● WHAT THE TASK ASKS
Write out the data below as a numbered list, skipping blank lines and leaving out the pictures.

# # # # #

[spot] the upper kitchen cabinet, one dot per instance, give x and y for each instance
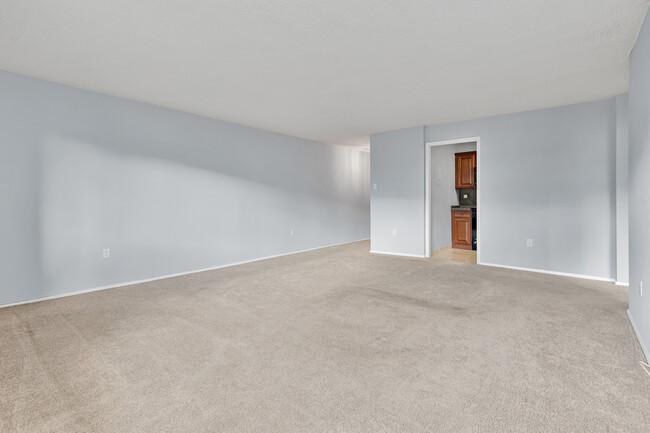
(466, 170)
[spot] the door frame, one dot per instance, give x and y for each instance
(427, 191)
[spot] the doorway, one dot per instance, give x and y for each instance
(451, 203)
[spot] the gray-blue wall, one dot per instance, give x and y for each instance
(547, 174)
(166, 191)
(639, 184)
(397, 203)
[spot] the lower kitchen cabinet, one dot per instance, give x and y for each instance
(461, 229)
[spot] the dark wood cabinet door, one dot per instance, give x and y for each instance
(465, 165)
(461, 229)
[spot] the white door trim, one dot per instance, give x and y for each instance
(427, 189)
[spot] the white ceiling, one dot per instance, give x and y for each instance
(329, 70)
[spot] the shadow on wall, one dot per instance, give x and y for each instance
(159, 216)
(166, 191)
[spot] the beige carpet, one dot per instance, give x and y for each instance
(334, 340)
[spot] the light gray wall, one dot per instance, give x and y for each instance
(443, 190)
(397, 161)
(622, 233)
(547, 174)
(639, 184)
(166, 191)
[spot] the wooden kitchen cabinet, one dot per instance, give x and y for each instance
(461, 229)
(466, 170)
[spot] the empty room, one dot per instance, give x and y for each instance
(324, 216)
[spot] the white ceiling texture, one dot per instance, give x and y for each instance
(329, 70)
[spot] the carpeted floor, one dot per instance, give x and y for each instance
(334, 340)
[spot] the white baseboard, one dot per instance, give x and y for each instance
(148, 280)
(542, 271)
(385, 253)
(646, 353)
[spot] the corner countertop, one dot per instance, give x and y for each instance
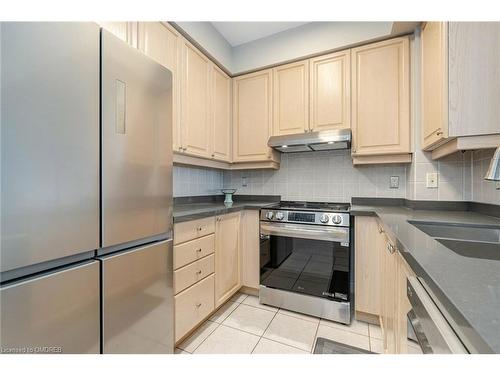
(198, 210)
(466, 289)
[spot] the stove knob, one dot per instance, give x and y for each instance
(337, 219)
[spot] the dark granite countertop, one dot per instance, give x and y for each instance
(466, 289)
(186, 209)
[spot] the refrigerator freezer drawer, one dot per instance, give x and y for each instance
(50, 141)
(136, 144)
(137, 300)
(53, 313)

# # # # #

● EXERCISE ANSWER
1. [spot] the upper kitchen cabinet, one dot per instance, give x and y for each instance
2. (466, 170)
3. [spot] the door frame, one dot per instance, give x and y for each instance
4. (427, 191)
5. [spot] the doorway, one dot per instance, give x and y for each instance
6. (451, 203)
7. [spot] the gray-blue wall, one dot per instance, give x and y for each instance
8. (547, 174)
9. (166, 191)
10. (639, 184)
11. (397, 203)
12. [spot] the lower kitchen cabinet, one dot per instance, give x and y for each instance
13. (461, 229)
14. [spot] the dark wood cabinet door, one dot per instance, give x and y for each instance
15. (465, 165)
16. (461, 229)
17. [spot] the white door trim, one dot per instance, give x and y for each instance
18. (427, 189)
19. [spot] the white ceiling, one dot per instance, give x and y for each instance
20. (329, 70)
21. [spot] the shadow on wall, one dot per instance, give x and y for each instance
22. (159, 216)
23. (166, 191)
24. [spot] the beige carpet, one dot per instance, give x and y for each instance
25. (334, 340)
26. [spot] the light gray wall, one dot per instance, give x and y for each instance
27. (443, 190)
28. (397, 161)
29. (622, 233)
30. (547, 174)
31. (639, 184)
32. (166, 191)
33. [spot] the wooden kitchen cabinet, one dot per instance, give x and y for each instance
34. (461, 229)
35. (466, 170)
36. [spot] the empty room, one dot per instance, give x and y for each instance
37. (324, 216)
38. [spot] the white ceiling texture, one dot per instance, give x and y for each instance
39. (329, 70)
40. [spot] the carpeted floor, one dot per instance, give x and y for each instance
41. (334, 340)
42. [spot] the white baseboard, one dot per instance, give x and y for each instance
43. (148, 280)
44. (542, 271)
45. (385, 253)
46. (646, 353)
47. [spot] the corner countertop, one dot per instance, give x and y for each instance
48. (198, 210)
49. (466, 289)
50. [spot] the stove knob, one dot per instance, give x and y for each instance
51. (337, 219)
52. [spot] the dark granite countertop, one dot per instance, give x and y for each instance
53. (466, 289)
54. (186, 209)
55. [spot] the refrigerator freezer drawer, one dot per instance, give x and y for each instance
56. (50, 141)
57. (136, 144)
58. (137, 300)
59. (53, 313)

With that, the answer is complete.